» Task objective:
From the thread on red plants for low light, print word for word the passage that starts at the words containing "I would like" and ends after "(Apr 8, 2007)".

» Text to read:
········
# Red Plants for Low Light?



## keithrocks (Jul 20, 2009)

I would like to add some color to my low light low tech tank. I have about 1.75 watts/gal. Can anyone recomend anything to add a splash of color?


----------



## ingg (Apr 8, 2007)

Ludwigia Repens is one.

There is alsoa crypt that I always forget the name of...grrrr... looks like beckettii but red red red, and actually like lower light setups.

If I remembe the crypt name I'll come back and post it.


----------



## davemonkey (Mar 29, 2008)

ingg said:


> Ludwigia Repens is one.
> 
> There is alsoa crypt that I always forget the name of...grrrr... looks like beckettii but red red red, and actually like lower light setups.
> 
> If I remembe the crypt name I'll come back and post it.


_Crypt. wendtii _'red' ? I've had excellent color from that plant. It comes with many names (red, green, brown, etc... ) but all that I've ever tried had wonderful dark colors in low-light set-ups.

-Dave


----------



## keithrocks (Jul 20, 2009)

davemonkey said:


> _Crypt. wendtii _'red' ? I've had excellent color from that plant. It comes with many names (red, green, brown, etc... ) but all that I've ever tried had wonderful dark colors in low-light set-ups.
> 
> -Dave


My initial setup has 2 wendetti red but they are more dark green than red. Actually right now they are melting, but from what I read that's expected until they adjust. I also ahve 2 wendetti green and 2 bronze. I love the bronze. They show no signs of melting. Maybe once my red adjust they will have some more color.
········
» Dataset records:
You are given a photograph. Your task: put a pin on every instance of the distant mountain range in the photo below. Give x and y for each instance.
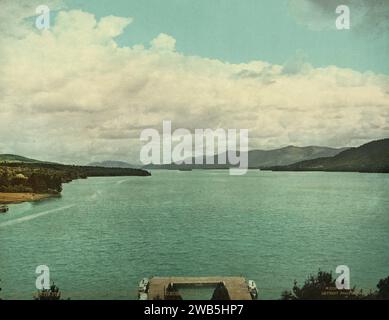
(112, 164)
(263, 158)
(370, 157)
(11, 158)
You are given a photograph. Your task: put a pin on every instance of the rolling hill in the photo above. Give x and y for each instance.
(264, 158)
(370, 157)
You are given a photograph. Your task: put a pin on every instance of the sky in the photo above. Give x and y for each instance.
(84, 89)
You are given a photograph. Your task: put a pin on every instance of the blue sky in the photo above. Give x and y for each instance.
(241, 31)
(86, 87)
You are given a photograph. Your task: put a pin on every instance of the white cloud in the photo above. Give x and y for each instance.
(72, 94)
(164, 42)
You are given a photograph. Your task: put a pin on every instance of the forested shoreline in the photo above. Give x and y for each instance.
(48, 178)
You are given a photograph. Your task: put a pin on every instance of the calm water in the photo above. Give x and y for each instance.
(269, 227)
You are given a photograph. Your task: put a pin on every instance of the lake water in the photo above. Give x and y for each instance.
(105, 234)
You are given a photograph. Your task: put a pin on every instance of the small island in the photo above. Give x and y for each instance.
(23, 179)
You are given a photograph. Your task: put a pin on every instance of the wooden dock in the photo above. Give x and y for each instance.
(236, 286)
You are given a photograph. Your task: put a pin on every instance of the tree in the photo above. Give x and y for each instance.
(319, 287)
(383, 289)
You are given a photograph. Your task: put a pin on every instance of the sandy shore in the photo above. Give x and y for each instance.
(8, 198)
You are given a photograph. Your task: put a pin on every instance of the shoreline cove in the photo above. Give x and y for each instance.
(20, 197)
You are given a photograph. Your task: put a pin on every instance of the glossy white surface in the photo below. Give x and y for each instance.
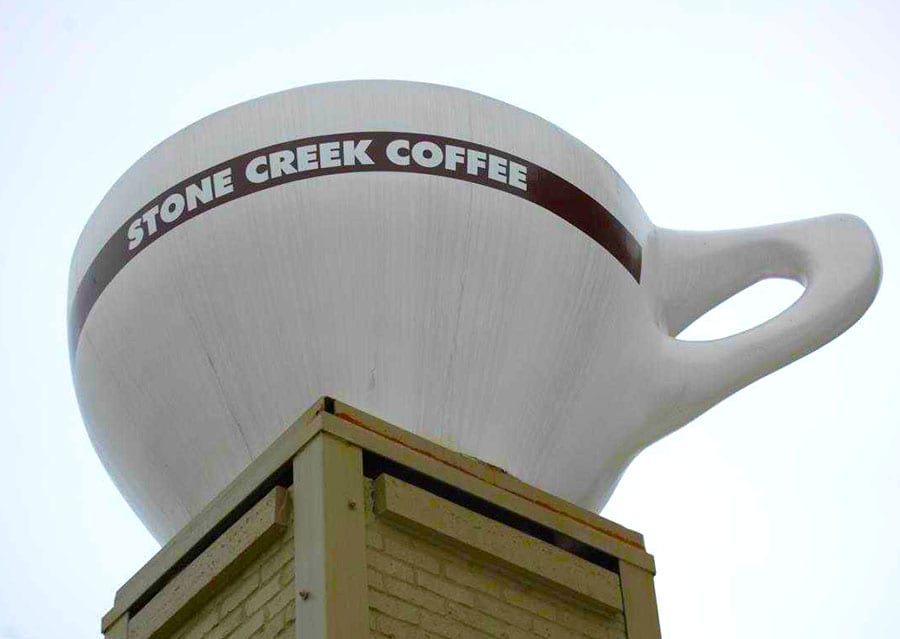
········
» Written response:
I would like to add some color to my low light low tech tank. I have about 1.75 watts/gal. Can anyone recomend anything to add a splash of color?


----------



## ingg (Apr 8, 2007)